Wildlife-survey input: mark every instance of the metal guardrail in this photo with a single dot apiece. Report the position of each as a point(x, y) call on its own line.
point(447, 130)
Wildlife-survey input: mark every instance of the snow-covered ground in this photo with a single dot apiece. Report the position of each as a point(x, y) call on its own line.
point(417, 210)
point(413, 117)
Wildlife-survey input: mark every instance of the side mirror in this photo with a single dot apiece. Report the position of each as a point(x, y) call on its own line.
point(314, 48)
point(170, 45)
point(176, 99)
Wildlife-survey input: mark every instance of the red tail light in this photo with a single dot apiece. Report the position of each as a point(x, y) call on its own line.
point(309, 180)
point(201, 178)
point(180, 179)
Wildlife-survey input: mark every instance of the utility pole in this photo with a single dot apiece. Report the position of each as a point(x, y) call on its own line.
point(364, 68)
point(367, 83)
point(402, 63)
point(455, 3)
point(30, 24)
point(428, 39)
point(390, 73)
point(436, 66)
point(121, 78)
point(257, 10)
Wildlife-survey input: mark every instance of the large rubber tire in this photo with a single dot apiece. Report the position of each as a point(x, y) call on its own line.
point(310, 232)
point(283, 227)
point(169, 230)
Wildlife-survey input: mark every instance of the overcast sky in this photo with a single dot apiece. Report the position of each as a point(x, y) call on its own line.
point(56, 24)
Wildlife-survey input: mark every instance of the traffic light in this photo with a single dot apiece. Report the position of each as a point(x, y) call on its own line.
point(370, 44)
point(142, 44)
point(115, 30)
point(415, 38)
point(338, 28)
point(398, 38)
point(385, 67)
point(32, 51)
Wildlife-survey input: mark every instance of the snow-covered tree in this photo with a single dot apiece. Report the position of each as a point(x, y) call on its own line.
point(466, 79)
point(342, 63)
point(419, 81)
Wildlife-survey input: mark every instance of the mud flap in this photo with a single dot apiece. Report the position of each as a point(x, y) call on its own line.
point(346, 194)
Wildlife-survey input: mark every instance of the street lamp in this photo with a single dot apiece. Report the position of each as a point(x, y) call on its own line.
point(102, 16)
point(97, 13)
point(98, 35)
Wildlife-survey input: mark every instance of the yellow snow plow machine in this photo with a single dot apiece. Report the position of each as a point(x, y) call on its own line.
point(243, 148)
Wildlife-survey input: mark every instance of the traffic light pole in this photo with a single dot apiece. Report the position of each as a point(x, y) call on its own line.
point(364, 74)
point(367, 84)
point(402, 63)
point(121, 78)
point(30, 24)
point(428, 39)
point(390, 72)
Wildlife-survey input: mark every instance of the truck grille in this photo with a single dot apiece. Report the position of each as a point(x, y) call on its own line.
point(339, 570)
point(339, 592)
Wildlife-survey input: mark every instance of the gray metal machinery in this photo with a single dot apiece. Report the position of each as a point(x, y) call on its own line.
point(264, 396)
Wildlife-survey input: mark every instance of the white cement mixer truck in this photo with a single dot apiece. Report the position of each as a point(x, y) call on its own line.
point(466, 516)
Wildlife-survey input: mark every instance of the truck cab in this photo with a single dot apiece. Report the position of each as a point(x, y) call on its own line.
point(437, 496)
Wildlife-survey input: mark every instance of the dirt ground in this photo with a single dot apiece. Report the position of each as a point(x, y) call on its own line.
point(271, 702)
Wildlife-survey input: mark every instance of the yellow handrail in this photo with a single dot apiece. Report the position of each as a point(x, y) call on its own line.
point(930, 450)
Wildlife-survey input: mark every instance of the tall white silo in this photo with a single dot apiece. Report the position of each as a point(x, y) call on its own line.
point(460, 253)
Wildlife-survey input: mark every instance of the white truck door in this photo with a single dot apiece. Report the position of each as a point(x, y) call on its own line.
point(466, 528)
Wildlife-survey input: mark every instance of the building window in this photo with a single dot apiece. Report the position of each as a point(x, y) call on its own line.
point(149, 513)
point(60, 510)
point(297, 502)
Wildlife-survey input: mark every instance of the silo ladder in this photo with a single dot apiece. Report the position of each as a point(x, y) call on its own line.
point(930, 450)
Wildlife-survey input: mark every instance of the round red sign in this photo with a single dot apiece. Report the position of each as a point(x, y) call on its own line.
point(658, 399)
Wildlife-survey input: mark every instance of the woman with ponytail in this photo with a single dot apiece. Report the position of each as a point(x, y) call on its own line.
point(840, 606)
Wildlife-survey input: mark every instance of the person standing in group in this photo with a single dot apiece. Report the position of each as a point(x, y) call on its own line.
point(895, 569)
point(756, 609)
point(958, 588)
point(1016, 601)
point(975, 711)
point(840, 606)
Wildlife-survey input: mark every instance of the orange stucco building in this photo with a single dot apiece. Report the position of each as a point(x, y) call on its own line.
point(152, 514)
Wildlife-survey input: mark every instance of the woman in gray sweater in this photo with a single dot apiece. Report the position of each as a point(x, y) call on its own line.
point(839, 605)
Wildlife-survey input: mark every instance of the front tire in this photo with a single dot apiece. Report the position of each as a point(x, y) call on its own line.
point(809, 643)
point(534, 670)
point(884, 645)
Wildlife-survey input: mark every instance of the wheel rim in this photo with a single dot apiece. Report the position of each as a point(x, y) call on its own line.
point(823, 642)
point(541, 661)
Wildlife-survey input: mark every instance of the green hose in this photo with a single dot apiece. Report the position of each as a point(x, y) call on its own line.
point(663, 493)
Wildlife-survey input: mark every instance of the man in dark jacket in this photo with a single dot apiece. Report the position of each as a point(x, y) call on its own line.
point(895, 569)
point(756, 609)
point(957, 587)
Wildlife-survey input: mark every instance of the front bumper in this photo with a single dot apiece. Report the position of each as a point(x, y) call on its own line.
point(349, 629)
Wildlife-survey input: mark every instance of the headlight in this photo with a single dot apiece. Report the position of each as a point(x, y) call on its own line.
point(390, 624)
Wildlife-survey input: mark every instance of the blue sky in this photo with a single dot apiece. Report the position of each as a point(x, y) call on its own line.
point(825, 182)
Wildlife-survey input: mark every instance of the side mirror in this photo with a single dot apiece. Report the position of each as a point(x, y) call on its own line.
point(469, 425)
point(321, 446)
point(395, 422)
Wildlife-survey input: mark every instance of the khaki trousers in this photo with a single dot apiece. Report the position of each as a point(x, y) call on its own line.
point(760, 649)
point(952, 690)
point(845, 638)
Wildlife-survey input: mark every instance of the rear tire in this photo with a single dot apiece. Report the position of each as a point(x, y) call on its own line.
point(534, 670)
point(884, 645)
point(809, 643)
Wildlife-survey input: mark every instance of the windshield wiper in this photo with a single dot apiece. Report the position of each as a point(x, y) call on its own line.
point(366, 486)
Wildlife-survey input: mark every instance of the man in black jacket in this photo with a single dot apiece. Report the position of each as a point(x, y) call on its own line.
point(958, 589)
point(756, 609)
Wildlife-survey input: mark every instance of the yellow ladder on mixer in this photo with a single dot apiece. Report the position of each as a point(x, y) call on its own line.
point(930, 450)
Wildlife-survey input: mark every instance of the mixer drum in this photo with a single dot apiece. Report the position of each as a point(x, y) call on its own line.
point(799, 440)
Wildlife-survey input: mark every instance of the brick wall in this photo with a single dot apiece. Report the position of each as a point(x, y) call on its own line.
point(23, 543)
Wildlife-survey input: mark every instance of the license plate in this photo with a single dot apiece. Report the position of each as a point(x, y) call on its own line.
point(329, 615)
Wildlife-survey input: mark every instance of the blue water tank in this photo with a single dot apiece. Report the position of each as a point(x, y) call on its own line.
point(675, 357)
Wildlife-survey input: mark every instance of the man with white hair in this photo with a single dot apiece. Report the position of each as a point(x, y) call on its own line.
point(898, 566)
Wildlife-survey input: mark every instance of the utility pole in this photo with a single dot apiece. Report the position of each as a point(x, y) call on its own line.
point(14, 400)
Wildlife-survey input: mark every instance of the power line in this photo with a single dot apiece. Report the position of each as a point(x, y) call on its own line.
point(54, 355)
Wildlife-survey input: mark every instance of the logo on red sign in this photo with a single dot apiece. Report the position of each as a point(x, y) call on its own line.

## YOUR GOAL
Which lines run from the one containing "Wildlife-survey input: mark every instance of the power" to the end of the entries above? Print them exactly, both ends included, and nothing else.

## WORKED SOLUTION
Wildlife-survey input: mark every instance of the power line in this photo with a single dot apiece. Report the position of each as a point(x, y) call on its own line.
point(54, 355)
Wildlife-survey input: mark every instance of the logo on red sign in this photo with a single dot apiece. Report the position of each as a point(x, y) call on its own line.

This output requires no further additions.